§ TASK REQUIREMENTS:
Exactly as given, restate each record that follows.

§ DATA TO EXAMINE:
++++++++
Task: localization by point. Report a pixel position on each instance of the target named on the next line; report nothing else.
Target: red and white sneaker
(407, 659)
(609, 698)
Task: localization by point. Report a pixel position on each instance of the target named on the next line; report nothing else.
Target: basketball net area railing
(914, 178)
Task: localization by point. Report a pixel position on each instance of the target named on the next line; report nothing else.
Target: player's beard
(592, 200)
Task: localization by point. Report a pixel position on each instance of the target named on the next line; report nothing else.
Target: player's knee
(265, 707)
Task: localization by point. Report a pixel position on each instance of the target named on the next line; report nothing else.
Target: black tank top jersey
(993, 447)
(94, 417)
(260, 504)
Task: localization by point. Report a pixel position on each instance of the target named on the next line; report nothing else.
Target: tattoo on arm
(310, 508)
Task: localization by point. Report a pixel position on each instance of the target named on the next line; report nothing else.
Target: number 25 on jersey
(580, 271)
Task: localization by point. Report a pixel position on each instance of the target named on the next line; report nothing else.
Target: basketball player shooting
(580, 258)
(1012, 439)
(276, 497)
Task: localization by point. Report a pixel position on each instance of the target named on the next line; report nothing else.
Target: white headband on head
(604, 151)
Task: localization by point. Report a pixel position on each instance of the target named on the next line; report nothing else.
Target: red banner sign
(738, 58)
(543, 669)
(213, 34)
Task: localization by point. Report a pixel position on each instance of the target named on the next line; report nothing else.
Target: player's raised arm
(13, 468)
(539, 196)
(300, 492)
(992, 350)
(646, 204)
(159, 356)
++++++++
§ SOLUTION TO THE PROBLEM:
Task: localization by point. Report a pixel position on each instance of the target named on the next line; report nothing else.
Target: red and white sneaker
(407, 659)
(609, 698)
Task: localization by point. Report a pixel position on each instance of the target named on the next line; report nothing else.
Target: basketball net area railing
(914, 178)
Task: localization by point. Report a pixel position on each instance of the target named on the next line; report nothing else.
Target: player's beard
(592, 200)
Task: localization by point. Report a pixel position on each instance of the target named on the next line; report nothing else.
Target: player's knee
(265, 707)
Task: localization by point. Report a pixel position on each instance of the target named on the next line; report nothing else.
Target: black tank top jersey
(993, 447)
(94, 417)
(260, 504)
Task: localization by point. Report a pixel position on each instance of the target named on the next line; report nothing else.
Target: tattoo on arm
(310, 508)
Task: localization by point. Report a pixel position on each instance of the target named on the next line; report nothing else.
Target: number 25 on jersey
(580, 271)
Task: localization by point. Report a pixel position on each instance of the target named on the next line; report nothing else.
Target: basketball player shooting
(580, 258)
(1012, 439)
(276, 497)
Task: localization by point. Report a pixel position on each instance of the target named on the next line; report nothing else.
Target: white headband on head
(604, 151)
Task: localization by point. Report a pixel position on each instance of the target named on the next line; report nothing else.
Target: red banner sign
(738, 58)
(543, 669)
(213, 34)
Task: localization by point. Report a pixel position on each instance of the target named on the next line; report nothing else.
Target: player's raised arm
(13, 468)
(539, 196)
(300, 492)
(992, 350)
(646, 204)
(159, 356)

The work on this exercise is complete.